Copy out each row below that contains the word "palm", and leave out every other row.

## START Records to use

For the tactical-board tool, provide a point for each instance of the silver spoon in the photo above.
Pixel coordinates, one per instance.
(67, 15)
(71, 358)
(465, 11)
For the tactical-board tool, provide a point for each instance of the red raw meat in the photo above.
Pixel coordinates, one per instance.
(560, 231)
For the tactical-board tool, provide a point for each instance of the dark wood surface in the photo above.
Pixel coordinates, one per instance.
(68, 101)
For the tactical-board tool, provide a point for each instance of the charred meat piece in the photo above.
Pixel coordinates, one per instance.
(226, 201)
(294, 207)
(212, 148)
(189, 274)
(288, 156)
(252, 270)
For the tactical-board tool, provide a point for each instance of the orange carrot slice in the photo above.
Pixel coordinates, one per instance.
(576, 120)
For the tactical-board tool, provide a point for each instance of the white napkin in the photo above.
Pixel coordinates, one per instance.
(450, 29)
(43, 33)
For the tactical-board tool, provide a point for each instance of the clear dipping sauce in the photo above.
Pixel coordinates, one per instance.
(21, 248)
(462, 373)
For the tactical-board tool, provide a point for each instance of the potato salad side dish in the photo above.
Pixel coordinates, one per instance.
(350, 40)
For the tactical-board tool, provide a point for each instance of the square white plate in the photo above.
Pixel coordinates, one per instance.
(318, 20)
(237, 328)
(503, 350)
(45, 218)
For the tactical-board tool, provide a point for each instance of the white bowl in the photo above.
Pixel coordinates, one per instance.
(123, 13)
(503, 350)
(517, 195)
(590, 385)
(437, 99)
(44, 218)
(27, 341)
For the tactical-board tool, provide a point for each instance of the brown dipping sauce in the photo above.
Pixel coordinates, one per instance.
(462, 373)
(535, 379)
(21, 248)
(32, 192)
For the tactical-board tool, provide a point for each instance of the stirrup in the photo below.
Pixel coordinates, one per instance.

## END Records to use
## START Records to use

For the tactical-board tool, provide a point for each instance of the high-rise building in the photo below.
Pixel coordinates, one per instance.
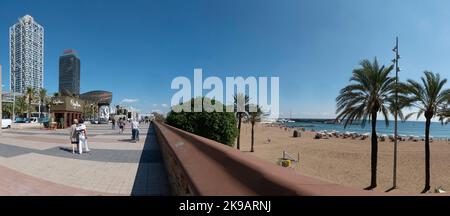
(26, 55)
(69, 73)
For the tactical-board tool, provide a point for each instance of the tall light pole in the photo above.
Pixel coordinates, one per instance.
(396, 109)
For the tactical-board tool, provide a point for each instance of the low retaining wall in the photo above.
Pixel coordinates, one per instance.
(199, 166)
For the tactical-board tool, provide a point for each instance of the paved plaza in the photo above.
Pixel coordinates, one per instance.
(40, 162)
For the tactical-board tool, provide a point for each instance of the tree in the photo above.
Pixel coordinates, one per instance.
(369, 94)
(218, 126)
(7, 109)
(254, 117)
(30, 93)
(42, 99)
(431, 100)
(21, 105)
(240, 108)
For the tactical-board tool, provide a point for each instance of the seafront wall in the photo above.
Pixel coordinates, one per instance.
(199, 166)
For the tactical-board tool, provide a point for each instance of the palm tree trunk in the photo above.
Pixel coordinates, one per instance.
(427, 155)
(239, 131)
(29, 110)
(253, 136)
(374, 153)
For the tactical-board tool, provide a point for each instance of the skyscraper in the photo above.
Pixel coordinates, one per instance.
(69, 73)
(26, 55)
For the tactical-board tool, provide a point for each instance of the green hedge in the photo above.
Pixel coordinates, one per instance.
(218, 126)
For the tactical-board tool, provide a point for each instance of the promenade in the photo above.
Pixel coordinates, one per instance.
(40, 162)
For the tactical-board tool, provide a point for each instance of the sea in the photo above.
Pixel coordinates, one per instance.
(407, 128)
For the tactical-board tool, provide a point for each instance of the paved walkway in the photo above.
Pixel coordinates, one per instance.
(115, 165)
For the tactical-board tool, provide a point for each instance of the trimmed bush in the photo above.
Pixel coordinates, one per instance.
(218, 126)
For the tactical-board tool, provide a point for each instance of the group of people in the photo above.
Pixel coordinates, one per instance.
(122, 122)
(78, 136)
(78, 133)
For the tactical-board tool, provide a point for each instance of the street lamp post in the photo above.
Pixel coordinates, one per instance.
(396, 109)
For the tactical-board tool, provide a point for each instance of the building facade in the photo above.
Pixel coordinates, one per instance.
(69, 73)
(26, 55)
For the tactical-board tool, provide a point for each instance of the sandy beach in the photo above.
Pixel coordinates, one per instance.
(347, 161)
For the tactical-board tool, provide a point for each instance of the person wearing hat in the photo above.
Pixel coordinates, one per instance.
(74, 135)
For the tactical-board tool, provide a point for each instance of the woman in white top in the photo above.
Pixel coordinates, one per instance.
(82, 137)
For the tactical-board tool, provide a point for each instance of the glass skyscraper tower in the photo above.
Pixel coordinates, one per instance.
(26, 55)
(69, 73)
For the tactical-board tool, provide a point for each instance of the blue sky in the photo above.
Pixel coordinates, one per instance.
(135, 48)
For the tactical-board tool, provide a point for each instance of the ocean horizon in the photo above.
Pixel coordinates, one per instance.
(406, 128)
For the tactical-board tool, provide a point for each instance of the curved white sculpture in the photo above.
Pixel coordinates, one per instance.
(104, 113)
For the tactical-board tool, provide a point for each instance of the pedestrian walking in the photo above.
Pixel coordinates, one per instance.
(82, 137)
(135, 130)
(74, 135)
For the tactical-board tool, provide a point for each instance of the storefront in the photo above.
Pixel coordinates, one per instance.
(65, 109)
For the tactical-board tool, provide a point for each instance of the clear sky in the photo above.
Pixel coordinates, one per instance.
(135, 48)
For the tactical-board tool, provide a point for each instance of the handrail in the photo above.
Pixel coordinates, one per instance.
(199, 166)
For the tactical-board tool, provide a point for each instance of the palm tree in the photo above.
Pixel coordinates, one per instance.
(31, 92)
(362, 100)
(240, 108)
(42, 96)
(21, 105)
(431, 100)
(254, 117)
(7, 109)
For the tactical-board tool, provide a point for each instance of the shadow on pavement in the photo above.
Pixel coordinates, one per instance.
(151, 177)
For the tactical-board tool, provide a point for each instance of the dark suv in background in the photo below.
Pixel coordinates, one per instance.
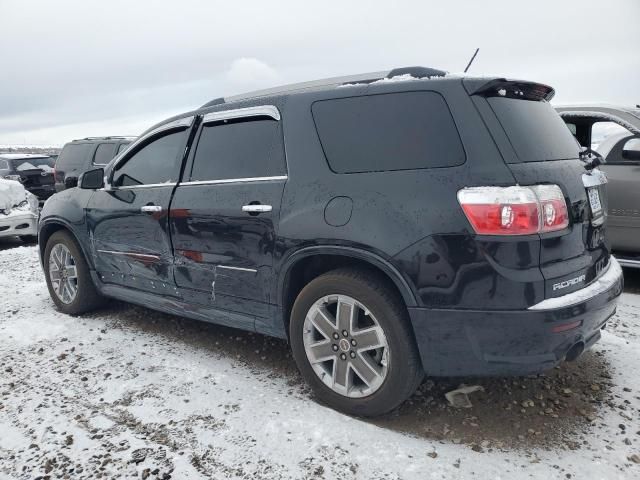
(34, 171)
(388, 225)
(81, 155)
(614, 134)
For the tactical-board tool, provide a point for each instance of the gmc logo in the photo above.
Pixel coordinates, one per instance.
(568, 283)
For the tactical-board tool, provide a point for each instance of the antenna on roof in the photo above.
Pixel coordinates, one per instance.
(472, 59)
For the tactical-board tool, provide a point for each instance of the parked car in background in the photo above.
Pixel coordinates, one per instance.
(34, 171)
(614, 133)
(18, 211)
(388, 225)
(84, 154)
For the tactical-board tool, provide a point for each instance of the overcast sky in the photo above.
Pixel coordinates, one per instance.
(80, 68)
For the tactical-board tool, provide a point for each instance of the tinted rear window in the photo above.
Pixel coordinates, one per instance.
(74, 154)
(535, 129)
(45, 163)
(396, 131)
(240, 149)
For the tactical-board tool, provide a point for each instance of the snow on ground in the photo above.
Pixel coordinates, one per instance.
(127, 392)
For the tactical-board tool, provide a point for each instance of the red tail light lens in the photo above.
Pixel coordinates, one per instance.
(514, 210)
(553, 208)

## END Records to use

Task answer
For the tactical-board tool, provide a point for each instance of the palm tree trunk in the photo above.
For the tactical-board tool, provide a point for each instance of the palm tree in the photo above.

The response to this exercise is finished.